* Direction: Return, word for word, the portion of the description of the series De brutas, nada between "De brutas, nada" and "18 January 2023.", inclusive.

* Selection:
--------------------
De brutas, nada is a Mexican comedy-drama television series produced by Sony Pictures Television, based on a screenplay by Isabella Santodomingo. The series stars Tessa Ía and Christian Vázquez, with an ensemble cast composed mostly by Marimar Vega, José Pablo Minor, Carolina Ramírez, and Julián Román. The first season of the series premiered on 6 November 2020 on Amazon Prime Video. The second season was released on 15 January 2021. The third season premiered on 18 January 2023.

Plot 
The plot revolves around Cristina (Tessa Ía), a young woman who is about to marry, but suddenly discovers that her fiancé cheated on her with another woman. Now living alone in her apartment, Cristina decides to undertake a search for a new roomie. Alejandro (Christian Vázquez) is a single man who is looking for a new place to live and meets Cristina, who he suddenly falls in love with, but out of fear he decides to make her believe he is gay.
--------------------
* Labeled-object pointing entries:
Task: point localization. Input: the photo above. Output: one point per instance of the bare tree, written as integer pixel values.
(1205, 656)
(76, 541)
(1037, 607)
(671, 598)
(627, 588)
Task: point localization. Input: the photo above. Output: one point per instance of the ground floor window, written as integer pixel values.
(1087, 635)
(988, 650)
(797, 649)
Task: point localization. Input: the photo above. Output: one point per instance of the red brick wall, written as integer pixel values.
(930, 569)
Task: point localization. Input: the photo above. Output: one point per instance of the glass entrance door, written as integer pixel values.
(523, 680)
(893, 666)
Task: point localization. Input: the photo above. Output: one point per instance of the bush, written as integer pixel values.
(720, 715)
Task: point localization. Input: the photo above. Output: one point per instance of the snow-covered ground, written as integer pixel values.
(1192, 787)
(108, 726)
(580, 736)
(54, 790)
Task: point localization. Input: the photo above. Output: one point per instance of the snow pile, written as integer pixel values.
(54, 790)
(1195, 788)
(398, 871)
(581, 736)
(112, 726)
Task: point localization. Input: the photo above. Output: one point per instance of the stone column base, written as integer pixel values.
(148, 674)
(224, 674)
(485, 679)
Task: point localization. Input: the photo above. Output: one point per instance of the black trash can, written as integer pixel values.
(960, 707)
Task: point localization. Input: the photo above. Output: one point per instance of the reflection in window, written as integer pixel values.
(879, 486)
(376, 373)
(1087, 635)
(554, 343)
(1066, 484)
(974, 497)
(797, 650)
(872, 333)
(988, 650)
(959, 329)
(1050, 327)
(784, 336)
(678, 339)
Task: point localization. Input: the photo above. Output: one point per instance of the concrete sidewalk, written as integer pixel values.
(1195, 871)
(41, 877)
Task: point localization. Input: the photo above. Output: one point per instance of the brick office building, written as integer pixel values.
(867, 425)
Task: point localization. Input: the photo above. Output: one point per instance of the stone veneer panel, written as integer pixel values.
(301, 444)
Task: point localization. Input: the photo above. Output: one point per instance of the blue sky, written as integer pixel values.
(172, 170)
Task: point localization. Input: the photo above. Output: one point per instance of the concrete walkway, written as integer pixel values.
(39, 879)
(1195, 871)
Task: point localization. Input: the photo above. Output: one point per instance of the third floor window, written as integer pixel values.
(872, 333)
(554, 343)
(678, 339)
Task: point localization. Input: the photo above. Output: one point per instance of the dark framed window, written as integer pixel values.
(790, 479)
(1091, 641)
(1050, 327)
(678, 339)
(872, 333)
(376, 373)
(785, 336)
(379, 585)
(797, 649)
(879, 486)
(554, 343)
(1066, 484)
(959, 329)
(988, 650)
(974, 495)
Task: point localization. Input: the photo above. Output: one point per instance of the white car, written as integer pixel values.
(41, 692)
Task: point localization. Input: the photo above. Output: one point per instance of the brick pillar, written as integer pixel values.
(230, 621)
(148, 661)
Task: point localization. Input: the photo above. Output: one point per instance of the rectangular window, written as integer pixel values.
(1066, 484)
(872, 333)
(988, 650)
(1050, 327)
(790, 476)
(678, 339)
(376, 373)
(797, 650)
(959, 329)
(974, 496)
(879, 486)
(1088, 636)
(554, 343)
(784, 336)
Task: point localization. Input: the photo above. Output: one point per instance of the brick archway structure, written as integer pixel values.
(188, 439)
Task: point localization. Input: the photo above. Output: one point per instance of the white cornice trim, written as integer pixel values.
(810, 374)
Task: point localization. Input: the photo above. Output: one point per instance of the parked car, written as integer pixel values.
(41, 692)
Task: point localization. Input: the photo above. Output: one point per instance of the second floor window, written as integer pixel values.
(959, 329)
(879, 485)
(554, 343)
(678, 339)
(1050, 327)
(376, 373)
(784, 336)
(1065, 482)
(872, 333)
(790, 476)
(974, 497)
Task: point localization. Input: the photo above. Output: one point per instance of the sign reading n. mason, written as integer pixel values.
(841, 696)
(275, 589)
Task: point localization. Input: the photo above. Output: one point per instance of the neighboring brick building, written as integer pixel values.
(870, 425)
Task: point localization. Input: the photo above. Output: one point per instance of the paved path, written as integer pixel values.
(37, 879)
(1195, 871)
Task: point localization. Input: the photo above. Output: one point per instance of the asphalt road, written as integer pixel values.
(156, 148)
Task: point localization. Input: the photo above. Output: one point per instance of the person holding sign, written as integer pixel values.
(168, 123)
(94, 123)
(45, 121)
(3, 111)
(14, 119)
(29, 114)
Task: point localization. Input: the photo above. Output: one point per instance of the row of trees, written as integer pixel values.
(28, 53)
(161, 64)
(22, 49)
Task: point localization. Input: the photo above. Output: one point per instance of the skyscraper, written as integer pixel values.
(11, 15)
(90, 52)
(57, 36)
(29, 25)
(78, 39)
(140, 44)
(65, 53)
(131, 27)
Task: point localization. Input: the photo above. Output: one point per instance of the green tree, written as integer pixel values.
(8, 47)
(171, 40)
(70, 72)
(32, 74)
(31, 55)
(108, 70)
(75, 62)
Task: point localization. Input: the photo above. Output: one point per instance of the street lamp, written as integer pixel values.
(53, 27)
--------------------
* Expected answer:
De brutas, nada is a Mexican comedy-drama television series produced by Sony Pictures Television, based on a screenplay by Isabella Santodomingo. The series stars Tessa Ía and Christian Vázquez, with an ensemble cast composed mostly by Marimar Vega, José Pablo Minor, Carolina Ramírez, and Julián Román. The first season of the series premiered on 6 November 2020 on Amazon Prime Video. The second season was released on 15 January 2021. The third season premiered on 18 January 2023.